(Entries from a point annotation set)
════
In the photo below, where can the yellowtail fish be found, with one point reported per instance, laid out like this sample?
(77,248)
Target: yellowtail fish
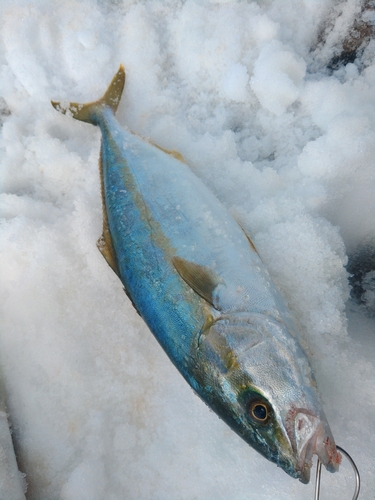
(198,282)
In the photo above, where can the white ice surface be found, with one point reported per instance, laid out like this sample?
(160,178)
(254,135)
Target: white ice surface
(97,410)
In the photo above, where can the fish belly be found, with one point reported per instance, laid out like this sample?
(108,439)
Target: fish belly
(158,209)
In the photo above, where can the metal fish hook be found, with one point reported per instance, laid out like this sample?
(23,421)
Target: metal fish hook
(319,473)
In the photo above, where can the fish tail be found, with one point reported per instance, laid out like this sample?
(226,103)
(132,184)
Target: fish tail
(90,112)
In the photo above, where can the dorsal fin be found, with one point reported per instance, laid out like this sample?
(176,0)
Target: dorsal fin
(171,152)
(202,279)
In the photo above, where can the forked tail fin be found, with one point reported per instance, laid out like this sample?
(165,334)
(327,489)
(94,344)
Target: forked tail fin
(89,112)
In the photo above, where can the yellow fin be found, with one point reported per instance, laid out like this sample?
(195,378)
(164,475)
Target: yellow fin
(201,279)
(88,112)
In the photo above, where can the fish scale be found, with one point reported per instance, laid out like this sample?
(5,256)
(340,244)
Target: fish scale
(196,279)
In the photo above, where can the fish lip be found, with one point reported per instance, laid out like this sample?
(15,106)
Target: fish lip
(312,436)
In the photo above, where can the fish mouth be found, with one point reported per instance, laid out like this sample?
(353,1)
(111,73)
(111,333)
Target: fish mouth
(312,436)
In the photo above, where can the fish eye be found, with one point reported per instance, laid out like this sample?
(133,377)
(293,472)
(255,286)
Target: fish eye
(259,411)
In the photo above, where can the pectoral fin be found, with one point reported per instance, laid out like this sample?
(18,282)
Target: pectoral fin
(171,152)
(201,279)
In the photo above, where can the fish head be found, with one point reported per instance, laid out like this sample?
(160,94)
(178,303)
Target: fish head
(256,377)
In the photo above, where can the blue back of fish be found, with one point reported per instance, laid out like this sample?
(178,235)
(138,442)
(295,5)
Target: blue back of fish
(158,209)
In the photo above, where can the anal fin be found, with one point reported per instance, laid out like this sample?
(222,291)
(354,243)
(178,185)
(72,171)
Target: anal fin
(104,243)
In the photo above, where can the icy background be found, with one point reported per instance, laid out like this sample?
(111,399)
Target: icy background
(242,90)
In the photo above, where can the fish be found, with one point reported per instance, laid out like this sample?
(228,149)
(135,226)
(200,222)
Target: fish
════
> [Task instructions]
Restate each entry word for word, please, but drop any images it holds.

> [Task solution]
In the photo below, where can the yellowtail fish be found, with one point reported per instance, laid out like this sample?
(77,248)
Target: yellowtail fish
(198,282)
In the photo above, where can the white ice surface be found, with one point reported per instance, laid out like this sample?
(160,178)
(254,135)
Target: white ice surface
(97,410)
In the photo above, where can the fish belly be found, with one point reported per instance, laid out like this sample?
(108,439)
Target: fish belly
(158,209)
In the photo above, where can the metal fish hook be found, with one point reported per instance, laid out like this sample?
(23,421)
Target: metal fish hook
(319,473)
In the photo above, where can the fish tail be found, with one point reported per instance, laid out like this sample?
(226,103)
(132,184)
Target: fish tail
(90,112)
In the photo above, where can the dorsal fin be found, with one point reported per instance, laid out like this sample?
(176,0)
Target: dorsal fin
(171,152)
(202,279)
In the photo above, where can the forked tail fin be found, with one point reported per instance, laid out like this sample?
(165,334)
(327,489)
(94,344)
Target: forked tail fin
(89,112)
In the photo above, where can the yellow fin be found, with one point reported per instance, laid out like this sample?
(195,378)
(164,475)
Target: yellow fin
(201,279)
(88,112)
In the photo above, where can the fish scale be found, with one point reported per instance, laid out like this sample?
(5,256)
(340,244)
Target: fish scale
(196,279)
In the photo above, where can the fish lip be found, with one point reported per instance, laid out like this sample?
(15,106)
Target: fish lip
(312,436)
In the photo above, where can the fish mouth be found, with one point reported per instance, laid out like this sample?
(353,1)
(111,73)
(111,333)
Target: fish mouth
(312,436)
In the photo above, where can the fish eye be found, with one point reported per instance, laid out like this sample?
(133,377)
(293,472)
(255,286)
Target: fish eye
(259,411)
In the photo above, where can the pectoral fin be found, with one point reported per instance, laid out like this sample?
(18,282)
Target: pectoral fin
(171,152)
(201,279)
In the photo above, where can the fish head be found, with one point reported per instance, laid out like this sample?
(160,94)
(178,303)
Target: fish head
(256,377)
In the photo above, where can the blue back of fish be found, with one point reported per instance, laid out like this sample?
(178,235)
(138,442)
(295,5)
Target: blue back of fish
(158,209)
In the photo above, where can the anal fin be found, with one point reported per instance, laid out like this sample?
(222,291)
(354,243)
(178,185)
(72,171)
Target: anal fin
(104,243)
In the photo above, where can the icy background be found, with one point reported per instance, laid out like this sample?
(111,399)
Target: icy background
(242,90)
In the photo above, where can the fish be found, with one point reported per instance, laid out like this sample?
(228,149)
(135,226)
(200,222)
Target: fish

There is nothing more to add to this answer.